- **OBJETIVOS**:
A. Liste os nomes dos atores que aparecem entre parênteses na resenha do filme abaixo.
B. Localize, entre as linhas, cada uma que contenha a palavra "reflection" e copie-a integralmente.

- **TEXTO DE ORIGEM**:
Tal qual “Cidadão Kane”, este filme começa pelo fim. Dezenove de agosto de 2003, à tarde, exatamente às quatro horas e vinte e oito minutos, quando um atentado ocorreu na sede da ONU em Bagdá. Ao contrário do clássico de 1941, aqui não é um terceiro elemento que desenrola o fio narrativo, mas sim o próprio protagonista. Preso aos escombros, Sérgio (Wagner Moura) se recorda de momentos marcantes.

Ao chegar em 2003 à cidade de Bagdá, recém-ocupada pelas tropas norte-americanas, ele diz à sua equipe que trabalharão para devolver, o mais rápido possível, a soberania do país ao povo iraquiano. Mas os planos dos ocupantes são outros.

Um enviado norte-americano, Paul Bremer (interpretado por Bradley Whitford), chega a dizer: “a ONU trabalha para nós, ele [Sérgio] não deveria tomar nenhuma iniciativa”. Paul, personificando o imperialismo ianque, será o antagonista. Paul não quer eleições livres no Iraque. Sérgio, em contrapartida, quer denunciar como a ocupação norte-americana viola os direitos humanos. No dia anterior à apresentação do relatório sobre essa violação, ocorre o atentado. A Al-Qaeda assume responsabilidade do atentado, mas ele certamente foi muito providencial para Bremer e toda a missão norte-americana – e não, isso não é um convite explícito para gerar teorias da conspiração.

Sérgio se recorda de muitas passagens naquela situação-limite, mas uma se destaca: sua memória o leva para três anos antes, no Timor-Leste, quando conheceu a argentina Carolina Larriera (Ana de Armas). O relacionamento deles é filmado de maneira clichê, começando com um flerte comportado, evoluindo para um primeiro beijo sob a chuva e incluindo a levemente conturbada relação de Sérgio com os filhos.

Outras missões de Sérgio são também mostradas em flashbacks dentro de flashbacks, em especial a histórica negociação para a independência do Timor-Leste.

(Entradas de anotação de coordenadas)
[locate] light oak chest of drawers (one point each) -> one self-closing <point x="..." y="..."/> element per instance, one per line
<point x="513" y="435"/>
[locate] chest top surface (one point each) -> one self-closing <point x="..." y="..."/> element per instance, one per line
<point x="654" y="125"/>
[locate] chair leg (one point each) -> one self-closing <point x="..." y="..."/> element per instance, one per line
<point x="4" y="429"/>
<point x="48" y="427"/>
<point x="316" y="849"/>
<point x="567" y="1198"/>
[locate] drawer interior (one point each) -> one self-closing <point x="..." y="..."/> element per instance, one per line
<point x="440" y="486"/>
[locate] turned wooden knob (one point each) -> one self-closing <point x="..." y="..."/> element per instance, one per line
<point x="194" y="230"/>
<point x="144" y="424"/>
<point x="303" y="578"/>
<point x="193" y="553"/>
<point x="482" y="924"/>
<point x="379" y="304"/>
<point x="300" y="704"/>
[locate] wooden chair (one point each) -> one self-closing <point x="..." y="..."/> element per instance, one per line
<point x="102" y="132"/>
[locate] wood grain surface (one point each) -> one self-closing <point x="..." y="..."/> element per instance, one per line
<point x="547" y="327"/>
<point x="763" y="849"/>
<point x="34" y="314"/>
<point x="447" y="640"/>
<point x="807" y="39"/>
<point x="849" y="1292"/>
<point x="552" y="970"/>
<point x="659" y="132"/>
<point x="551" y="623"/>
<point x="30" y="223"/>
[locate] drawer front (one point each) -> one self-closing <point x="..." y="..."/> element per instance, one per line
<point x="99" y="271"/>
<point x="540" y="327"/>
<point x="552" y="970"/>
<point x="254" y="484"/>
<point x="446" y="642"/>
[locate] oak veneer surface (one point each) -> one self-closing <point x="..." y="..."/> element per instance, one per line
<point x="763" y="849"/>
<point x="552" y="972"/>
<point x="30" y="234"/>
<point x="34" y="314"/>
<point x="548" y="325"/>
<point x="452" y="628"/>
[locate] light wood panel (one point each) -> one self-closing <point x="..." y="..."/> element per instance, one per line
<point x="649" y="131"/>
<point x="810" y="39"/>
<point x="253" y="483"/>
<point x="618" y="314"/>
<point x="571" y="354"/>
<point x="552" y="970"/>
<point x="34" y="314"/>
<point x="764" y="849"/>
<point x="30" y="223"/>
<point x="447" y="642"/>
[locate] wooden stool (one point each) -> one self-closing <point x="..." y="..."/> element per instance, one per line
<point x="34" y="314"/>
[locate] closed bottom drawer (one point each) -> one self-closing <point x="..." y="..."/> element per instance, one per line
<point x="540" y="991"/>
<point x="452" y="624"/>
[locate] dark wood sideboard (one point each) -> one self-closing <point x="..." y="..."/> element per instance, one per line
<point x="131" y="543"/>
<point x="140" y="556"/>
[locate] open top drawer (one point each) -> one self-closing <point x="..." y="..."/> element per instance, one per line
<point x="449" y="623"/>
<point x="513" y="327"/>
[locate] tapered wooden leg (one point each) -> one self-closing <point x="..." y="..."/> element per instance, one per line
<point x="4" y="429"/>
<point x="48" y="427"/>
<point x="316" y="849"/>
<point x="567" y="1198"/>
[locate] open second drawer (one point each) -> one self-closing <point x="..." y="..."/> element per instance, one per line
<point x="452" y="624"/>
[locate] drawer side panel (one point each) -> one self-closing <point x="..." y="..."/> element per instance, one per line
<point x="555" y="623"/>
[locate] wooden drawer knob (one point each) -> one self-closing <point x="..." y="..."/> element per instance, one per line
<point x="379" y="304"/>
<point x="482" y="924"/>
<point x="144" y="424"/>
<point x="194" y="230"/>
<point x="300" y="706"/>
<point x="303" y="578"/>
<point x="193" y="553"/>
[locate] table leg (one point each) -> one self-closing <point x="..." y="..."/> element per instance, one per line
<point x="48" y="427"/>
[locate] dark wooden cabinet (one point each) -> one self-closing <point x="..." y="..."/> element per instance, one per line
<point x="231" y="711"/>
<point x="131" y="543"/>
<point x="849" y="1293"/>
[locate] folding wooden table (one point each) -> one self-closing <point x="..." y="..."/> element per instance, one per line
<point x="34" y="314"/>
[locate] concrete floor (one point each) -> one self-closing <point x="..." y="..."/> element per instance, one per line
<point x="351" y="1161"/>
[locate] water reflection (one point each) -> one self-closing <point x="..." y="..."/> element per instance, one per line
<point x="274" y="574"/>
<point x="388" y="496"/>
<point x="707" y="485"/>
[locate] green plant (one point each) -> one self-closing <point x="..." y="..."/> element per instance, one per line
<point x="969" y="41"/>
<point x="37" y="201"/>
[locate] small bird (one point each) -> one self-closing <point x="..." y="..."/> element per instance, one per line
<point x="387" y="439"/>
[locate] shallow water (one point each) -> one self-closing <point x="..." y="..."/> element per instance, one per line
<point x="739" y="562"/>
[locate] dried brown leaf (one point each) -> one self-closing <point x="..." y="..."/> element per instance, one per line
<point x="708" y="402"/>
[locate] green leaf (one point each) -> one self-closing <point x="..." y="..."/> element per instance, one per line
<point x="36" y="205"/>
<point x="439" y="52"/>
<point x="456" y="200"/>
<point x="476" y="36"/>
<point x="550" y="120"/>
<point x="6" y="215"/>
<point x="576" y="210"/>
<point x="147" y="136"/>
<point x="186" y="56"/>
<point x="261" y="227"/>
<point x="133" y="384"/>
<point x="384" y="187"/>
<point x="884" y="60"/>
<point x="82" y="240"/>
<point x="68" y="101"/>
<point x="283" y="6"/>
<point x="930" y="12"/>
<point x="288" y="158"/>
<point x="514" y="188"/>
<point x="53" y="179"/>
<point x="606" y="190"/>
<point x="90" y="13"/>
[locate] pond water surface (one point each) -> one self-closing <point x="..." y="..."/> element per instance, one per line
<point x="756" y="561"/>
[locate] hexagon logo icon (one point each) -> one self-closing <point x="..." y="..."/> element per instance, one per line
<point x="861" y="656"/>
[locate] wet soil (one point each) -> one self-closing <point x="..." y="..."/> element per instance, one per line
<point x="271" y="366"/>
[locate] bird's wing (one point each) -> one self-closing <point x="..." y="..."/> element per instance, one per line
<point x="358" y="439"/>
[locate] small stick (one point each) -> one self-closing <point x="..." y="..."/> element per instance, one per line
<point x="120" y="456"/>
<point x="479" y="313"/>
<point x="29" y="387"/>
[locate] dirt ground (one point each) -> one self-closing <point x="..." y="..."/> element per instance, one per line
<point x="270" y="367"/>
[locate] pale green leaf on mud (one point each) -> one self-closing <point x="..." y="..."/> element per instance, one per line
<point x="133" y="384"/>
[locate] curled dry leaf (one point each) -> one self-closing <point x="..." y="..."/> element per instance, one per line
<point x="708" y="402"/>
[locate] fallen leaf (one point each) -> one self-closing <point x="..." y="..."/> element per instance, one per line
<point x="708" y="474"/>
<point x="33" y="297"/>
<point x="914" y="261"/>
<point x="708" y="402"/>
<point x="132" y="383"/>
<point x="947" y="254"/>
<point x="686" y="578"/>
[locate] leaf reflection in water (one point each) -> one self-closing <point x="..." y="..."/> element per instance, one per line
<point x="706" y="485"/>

- **RESPOSTAS POR TAREFA**:
A. Wagner Moura, Bradley Whitford, Ana de Armas

B.
[locate] water reflection (one point each) -> one self-closing <point x="..." y="..."/> element per instance, one per line
[locate] leaf reflection in water (one point each) -> one self-closing <point x="..." y="..."/> element per instance, one per line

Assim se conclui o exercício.